§ Brano di riferimento
⟨
Viso estasiato, atteggiamento di chi sta camminando dentro a un grande luna park, sorriso di chi ha appena fatto strike e vinto un mega lecca-lecca. La foto di Coco Gauff a Linz, col trofeo in mano a forma, proprio, di lecca-lecca è significativa una volta di più di come il 2019 stia radicalmente cambiando le carte in tavola nella WTA.
Una ragazzina di poco più di di 15 anni, del 2004, che si impone alle prime esperienze assolute tra le professioniste non è cosa normale, eppure il titolo in Austria ha fatto seguito agli ottavi a Wimbledon e al terzo turno dello US Open, due giganti che dicono molto di più in termini di importanza, malgrado poi Linz potrebbe rappresentare per lei il vero punto di partenza.
Sono tantissimi i discorsi, le ipotesi, i pensieri che si potrebbero fare e non aver mai accennato al termine “favola” lungo tutta la settimana pur seguendo l’avvicendarsi di un cammino vissuto (a onor del vero) anche con la fortuna delle prime fasi è forse la dimostrazione di come sia riuscita, Gauff, a rendere tutto una logica conseguenza di quanto di buono messo in campo. Ed è forse il complimento migliore per chi dovrebbe ancora adesso farsi le ossa in altri terreni.
Abbiamo davanti un prototipi di fenomeno che impressiona a livello fisico, offre sensazione di grande bilanciamento e controllo, sembra quantomai solida senza arrivare a rischi eccessivi. Nello scomodo gioco dei paragoni il suo modo di essere in campo, la mobilità e il bilanciamento sono molto vicini alla miglior versione di Sloane Stephens, la regolarista intercambiabile tra difesa e attacco che potrebbe scambiare a lungo senza concedere punti gratuiti o, perché no, a una primissima Venus Williams. La testa, però, è di ben altro livello rispetto alla campionessa dello US Open 2017. Un problema che si sta notando anche adesso, riguardo a Sloane, è la scarsa capacità di rimanere concentrata nel lungo periodo, alle volte dando l’impressione di accendersi solo quando arrivava nelle fasi conclusive dei tornei, che potrebbe anche spiegare come mai sia riuscita a vincere le prime 6 finali giocate nel circuito maggiore.
⟩
§ Contenuto dei dati
⟨
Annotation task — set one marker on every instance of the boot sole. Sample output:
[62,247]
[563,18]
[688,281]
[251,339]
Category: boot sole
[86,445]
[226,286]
⟩
§ Obiettivo dichiarato 1
In base all'articolo su Coco Gauff, risponda alle seguenti domande:
(a) A quale oggetto somiglia il trofeo che Gauff tiene in mano a Linz?
(b) In quale anno è nata Gauff?
(c) Quale torneo ha vinto Sloane Stephens nel 2017?
§ Obiettivo dichiarato 2
Riporti fedelmente il passo dell'articolo su Coco Gauff che inizia con "Una ragazzina di" e termina con "in altri terreni.".

§ Risposta scritta 1
(a) A un lecca-lecca.
(b) Nel 2004.
(c) Lo US Open.

§ Risposta scritta 2
Una ragazzina di poco più di di 15 anni, del 2004, che si impone alle prime esperienze assolute tra le professioniste non è cosa normale, eppure il titolo in Austria ha fatto seguito agli ottavi a Wimbledon e al terzo turno dello US Open, due giganti che dicono molto di più in termini di importanza, malgrado poi Linz potrebbe rappresentare per lei il vero punto di partenza.
Sono tantissimi i discorsi, le ipotesi, i pensieri che si potrebbero fare e non aver mai accennato al termine “favola” lungo tutta la settimana pur seguendo l’avvicendarsi di un cammino vissuto (a onor del vero) anche con la fortuna delle prime fasi è forse la dimostrazione di come sia riuscita, Gauff, a rendere tutto una logica conseguenza di quanto di buono messo in campo. Ed è forse il complimento migliore per chi dovrebbe ancora adesso farsi le ossa in altri terreni.